__Problem statement__: Output only the lines that run from the line holding "[point] at the grass" to the end of the data below, including both ends, without any pictures.

__Input__:
==*==

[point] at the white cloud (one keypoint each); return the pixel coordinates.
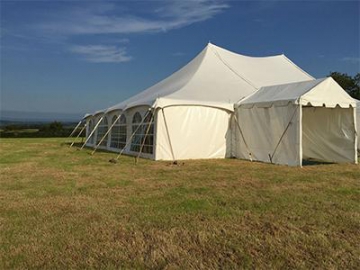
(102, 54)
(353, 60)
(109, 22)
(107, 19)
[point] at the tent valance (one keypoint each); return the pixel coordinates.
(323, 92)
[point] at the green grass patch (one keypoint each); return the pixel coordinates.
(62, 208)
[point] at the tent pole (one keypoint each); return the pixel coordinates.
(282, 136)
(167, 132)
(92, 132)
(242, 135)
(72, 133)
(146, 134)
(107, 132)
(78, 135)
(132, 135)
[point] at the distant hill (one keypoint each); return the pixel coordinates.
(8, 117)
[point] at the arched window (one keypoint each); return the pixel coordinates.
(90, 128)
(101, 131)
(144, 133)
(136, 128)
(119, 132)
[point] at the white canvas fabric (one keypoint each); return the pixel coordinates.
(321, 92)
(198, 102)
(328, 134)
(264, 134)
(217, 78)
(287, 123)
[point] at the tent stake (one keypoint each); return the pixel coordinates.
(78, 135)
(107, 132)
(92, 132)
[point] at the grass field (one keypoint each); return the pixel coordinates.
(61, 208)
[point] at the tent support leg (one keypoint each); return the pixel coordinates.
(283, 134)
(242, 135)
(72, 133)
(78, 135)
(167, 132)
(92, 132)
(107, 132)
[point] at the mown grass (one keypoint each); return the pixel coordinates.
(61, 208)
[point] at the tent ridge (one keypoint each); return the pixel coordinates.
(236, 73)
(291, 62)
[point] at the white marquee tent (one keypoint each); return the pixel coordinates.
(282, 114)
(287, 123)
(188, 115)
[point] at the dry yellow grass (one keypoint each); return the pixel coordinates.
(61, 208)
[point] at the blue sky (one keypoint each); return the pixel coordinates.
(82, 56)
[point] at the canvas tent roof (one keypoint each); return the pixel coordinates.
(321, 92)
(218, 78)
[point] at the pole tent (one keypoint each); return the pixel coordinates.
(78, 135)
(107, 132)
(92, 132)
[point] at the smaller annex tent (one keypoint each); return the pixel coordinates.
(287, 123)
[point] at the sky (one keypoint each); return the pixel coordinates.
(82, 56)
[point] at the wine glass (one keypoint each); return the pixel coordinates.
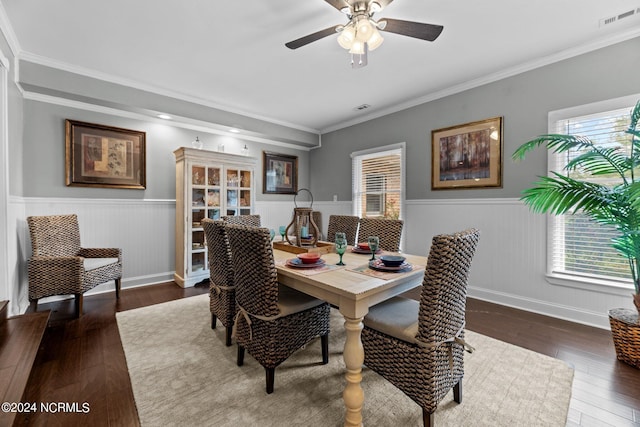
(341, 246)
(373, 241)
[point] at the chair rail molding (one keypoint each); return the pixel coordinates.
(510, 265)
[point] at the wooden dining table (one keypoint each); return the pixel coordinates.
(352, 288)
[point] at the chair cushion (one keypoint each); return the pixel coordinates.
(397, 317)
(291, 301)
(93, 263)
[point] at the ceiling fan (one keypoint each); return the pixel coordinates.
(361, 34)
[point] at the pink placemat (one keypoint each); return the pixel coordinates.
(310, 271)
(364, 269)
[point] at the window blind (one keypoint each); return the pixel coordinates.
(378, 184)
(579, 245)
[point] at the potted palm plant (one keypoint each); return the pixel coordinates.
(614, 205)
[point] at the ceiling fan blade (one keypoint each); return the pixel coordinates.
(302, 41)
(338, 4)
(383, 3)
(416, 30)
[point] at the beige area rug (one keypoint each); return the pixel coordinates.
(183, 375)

==*==

__The solution__:
[point] at the grass field (one keypoint each); return the pixel coordinates.
(61, 208)
[point] at the tent support leg (one keypoint each); return the pixel coordinates.
(283, 134)
(242, 135)
(72, 133)
(78, 135)
(167, 132)
(92, 132)
(107, 132)
[point] at the mown grass (one keypoint each); return the pixel coordinates.
(61, 208)
[point] at the tent ridge (one keypoint each); return the pixel coordinates.
(236, 73)
(291, 62)
[point] at the white marquee tent (one keypoint each); return the pixel coordinates.
(282, 114)
(287, 123)
(188, 115)
[point] at the dry yellow grass (one keypoint each); return the pixel coordinates.
(61, 208)
[point] at the blue sky (one keypoint each); return the pixel coordinates.
(82, 56)
[point] at the canvas tent roof (one keypoint each); return the pixel coordinates.
(321, 92)
(218, 78)
[point] at the pole tent (one keypoint each); return the pixel coordinates.
(78, 135)
(107, 132)
(92, 132)
[point] at the smaller annex tent (one keypoint each); return the pixel coordinates.
(287, 123)
[point] at the sky (one keypoint each); return the pixel coordinates.
(82, 56)
[point] at the wine glass (one keypoint each); return the pixel coordinates.
(341, 246)
(373, 241)
[point] at the chair rail molding (one keypoint each); return the pixel coordinates.
(510, 265)
[point] at the wooden dining table (one keypoint each); return the pixel coordinates.
(352, 288)
[point] at the chair cushion (one keypoint each); return the pixel coordinates.
(397, 317)
(291, 301)
(93, 263)
[point] at the ceiling fan (one keypoint each); return the pixel coordinates.
(361, 34)
[point] at the pink placemat (one keypoint each); return the pixel coordinates.
(310, 271)
(364, 269)
[point] at the window blind (one keypoint each); return the pixel coordinates.
(378, 184)
(579, 245)
[point] at the potted palm plant (one keypoint each); return the pixel coordinates.
(614, 205)
[point] at the ceiling fan blade (one keypoint each); return the pixel coordinates.
(302, 41)
(338, 4)
(383, 3)
(416, 30)
[point] at the beige area rug (one keypoint each); return the pixel coordinates.
(183, 375)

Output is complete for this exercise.